=== WHAT IS BEING ASKED ===
Please copy out every line in the records below that includes the word "glass".

*** Opening SOURCE MATERIAL ***

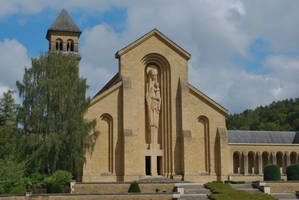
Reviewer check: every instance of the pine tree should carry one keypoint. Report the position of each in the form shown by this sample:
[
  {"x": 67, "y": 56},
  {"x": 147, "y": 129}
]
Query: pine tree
[{"x": 52, "y": 114}]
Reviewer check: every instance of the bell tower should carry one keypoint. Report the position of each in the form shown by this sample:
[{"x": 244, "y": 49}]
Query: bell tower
[{"x": 64, "y": 35}]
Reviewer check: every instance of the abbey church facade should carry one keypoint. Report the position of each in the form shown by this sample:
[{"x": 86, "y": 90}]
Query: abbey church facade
[{"x": 154, "y": 123}]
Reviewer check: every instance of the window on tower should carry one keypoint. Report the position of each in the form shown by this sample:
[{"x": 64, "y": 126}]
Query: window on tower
[
  {"x": 70, "y": 45},
  {"x": 59, "y": 45}
]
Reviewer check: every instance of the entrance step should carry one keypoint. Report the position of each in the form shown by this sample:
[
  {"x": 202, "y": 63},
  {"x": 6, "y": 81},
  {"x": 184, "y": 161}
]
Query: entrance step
[
  {"x": 246, "y": 187},
  {"x": 192, "y": 191},
  {"x": 284, "y": 196}
]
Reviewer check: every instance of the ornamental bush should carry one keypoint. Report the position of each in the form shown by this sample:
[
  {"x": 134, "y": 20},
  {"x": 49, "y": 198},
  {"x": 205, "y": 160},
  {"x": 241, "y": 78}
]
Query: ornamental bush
[
  {"x": 272, "y": 173},
  {"x": 222, "y": 191},
  {"x": 293, "y": 172},
  {"x": 134, "y": 187},
  {"x": 58, "y": 181}
]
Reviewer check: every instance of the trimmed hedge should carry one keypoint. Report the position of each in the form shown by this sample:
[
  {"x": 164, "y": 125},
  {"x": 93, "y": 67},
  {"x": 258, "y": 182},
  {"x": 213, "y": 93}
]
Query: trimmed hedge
[
  {"x": 293, "y": 172},
  {"x": 272, "y": 173},
  {"x": 58, "y": 181},
  {"x": 226, "y": 192},
  {"x": 134, "y": 187}
]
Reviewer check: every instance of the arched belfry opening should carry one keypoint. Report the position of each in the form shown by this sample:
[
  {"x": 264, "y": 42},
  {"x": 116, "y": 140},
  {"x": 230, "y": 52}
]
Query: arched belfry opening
[{"x": 157, "y": 94}]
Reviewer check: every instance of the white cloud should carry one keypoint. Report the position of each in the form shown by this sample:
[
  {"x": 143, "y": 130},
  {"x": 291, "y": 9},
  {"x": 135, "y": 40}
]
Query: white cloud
[
  {"x": 214, "y": 32},
  {"x": 13, "y": 59}
]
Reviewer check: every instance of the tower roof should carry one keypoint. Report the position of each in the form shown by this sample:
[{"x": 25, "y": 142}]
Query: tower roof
[{"x": 64, "y": 23}]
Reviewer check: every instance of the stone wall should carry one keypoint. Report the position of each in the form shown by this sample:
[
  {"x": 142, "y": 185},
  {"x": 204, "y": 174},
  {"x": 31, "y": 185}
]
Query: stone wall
[
  {"x": 96, "y": 188},
  {"x": 283, "y": 187},
  {"x": 155, "y": 196}
]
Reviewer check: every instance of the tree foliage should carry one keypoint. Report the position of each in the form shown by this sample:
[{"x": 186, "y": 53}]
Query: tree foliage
[
  {"x": 8, "y": 126},
  {"x": 278, "y": 116},
  {"x": 52, "y": 114}
]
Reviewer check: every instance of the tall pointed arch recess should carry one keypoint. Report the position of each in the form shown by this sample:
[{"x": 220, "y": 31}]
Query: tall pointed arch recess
[
  {"x": 205, "y": 122},
  {"x": 166, "y": 132},
  {"x": 109, "y": 120}
]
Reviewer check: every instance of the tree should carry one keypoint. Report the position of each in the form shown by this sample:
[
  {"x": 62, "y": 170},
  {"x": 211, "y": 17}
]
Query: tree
[
  {"x": 8, "y": 124},
  {"x": 52, "y": 114},
  {"x": 280, "y": 115}
]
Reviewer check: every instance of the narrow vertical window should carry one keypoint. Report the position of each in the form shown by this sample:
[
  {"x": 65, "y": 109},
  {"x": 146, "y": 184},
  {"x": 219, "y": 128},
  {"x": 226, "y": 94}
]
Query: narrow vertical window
[
  {"x": 148, "y": 165},
  {"x": 70, "y": 45},
  {"x": 59, "y": 45}
]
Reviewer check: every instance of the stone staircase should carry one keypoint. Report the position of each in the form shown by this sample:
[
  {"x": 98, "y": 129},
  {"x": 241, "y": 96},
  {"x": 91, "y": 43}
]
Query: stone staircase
[
  {"x": 190, "y": 191},
  {"x": 284, "y": 196},
  {"x": 246, "y": 187}
]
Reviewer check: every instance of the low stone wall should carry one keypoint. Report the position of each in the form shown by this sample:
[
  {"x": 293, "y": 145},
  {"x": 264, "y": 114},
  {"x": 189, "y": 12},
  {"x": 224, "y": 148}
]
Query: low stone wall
[
  {"x": 246, "y": 178},
  {"x": 250, "y": 178},
  {"x": 100, "y": 188},
  {"x": 141, "y": 196},
  {"x": 283, "y": 186}
]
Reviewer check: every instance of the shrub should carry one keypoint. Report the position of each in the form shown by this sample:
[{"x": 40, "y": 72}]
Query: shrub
[
  {"x": 20, "y": 189},
  {"x": 54, "y": 188},
  {"x": 134, "y": 187},
  {"x": 272, "y": 173},
  {"x": 58, "y": 181},
  {"x": 11, "y": 176},
  {"x": 226, "y": 192},
  {"x": 293, "y": 172},
  {"x": 63, "y": 178}
]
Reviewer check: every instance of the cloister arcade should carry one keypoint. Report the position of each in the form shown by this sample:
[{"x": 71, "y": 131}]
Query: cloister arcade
[{"x": 253, "y": 162}]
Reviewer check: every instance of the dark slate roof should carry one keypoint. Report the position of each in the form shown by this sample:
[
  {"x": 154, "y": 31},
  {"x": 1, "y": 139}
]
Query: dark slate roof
[
  {"x": 263, "y": 137},
  {"x": 115, "y": 79},
  {"x": 64, "y": 23}
]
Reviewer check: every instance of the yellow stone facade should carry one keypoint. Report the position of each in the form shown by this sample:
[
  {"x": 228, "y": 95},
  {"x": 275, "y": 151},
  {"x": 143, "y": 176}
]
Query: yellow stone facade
[
  {"x": 188, "y": 119},
  {"x": 154, "y": 123}
]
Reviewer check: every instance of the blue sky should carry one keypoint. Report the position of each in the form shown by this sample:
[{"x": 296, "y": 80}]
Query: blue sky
[{"x": 244, "y": 53}]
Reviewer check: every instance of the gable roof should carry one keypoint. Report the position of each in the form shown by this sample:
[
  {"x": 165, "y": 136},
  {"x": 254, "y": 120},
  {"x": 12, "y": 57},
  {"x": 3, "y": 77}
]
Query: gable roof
[
  {"x": 64, "y": 23},
  {"x": 263, "y": 137},
  {"x": 162, "y": 37},
  {"x": 208, "y": 100}
]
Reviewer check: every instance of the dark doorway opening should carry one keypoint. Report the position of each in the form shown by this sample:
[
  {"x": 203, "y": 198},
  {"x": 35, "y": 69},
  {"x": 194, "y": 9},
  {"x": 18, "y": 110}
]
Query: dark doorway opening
[
  {"x": 159, "y": 164},
  {"x": 148, "y": 165}
]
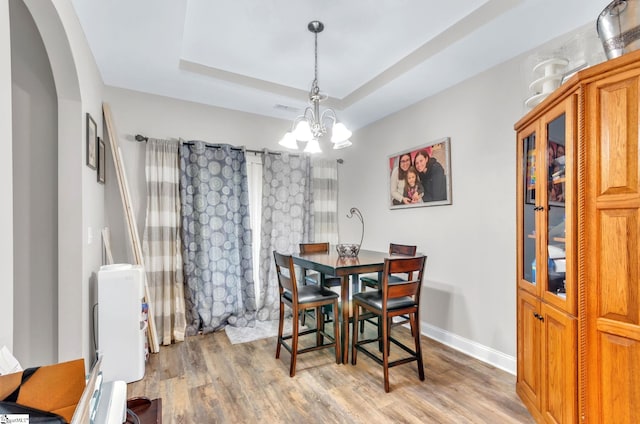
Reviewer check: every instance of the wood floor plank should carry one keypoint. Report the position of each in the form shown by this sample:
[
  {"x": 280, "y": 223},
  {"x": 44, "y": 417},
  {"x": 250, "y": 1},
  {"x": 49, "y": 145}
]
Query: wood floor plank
[{"x": 206, "y": 379}]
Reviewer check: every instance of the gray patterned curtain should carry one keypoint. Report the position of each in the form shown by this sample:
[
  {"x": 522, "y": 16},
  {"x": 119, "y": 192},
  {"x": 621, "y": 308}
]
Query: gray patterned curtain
[
  {"x": 161, "y": 242},
  {"x": 216, "y": 233},
  {"x": 287, "y": 219}
]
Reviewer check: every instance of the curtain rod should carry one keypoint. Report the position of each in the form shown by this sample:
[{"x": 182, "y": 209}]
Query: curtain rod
[{"x": 140, "y": 138}]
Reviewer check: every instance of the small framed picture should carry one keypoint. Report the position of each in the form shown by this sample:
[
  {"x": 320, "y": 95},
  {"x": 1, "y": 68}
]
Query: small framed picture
[
  {"x": 421, "y": 176},
  {"x": 92, "y": 142},
  {"x": 101, "y": 161}
]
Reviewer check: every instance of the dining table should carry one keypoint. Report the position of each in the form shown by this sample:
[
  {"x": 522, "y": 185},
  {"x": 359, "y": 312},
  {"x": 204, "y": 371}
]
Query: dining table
[{"x": 349, "y": 270}]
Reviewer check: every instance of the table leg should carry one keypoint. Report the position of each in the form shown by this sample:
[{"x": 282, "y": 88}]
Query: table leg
[{"x": 345, "y": 318}]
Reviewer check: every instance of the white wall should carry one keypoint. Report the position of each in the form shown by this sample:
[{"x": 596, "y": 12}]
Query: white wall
[
  {"x": 468, "y": 298},
  {"x": 35, "y": 193},
  {"x": 80, "y": 199},
  {"x": 6, "y": 188}
]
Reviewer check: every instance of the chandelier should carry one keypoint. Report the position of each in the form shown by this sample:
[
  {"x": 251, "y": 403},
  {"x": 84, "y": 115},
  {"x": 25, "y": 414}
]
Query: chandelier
[{"x": 313, "y": 124}]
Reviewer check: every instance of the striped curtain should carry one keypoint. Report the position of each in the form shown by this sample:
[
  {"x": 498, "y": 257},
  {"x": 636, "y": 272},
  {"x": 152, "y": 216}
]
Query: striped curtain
[
  {"x": 161, "y": 245},
  {"x": 324, "y": 180}
]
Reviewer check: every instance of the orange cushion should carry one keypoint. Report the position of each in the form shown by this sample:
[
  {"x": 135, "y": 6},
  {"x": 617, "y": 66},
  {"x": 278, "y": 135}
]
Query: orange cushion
[{"x": 55, "y": 388}]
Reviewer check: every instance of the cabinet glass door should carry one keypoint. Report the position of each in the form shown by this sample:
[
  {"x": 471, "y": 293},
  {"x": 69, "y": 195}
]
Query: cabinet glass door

*** Closing SOURCE MATERIAL ***

=== RESULT BELOW ===
Reviewer check: every instance of the cabinet glass door should carry one keypoint. Report the position of each in the form shown by this sample:
Query: cabinet glass door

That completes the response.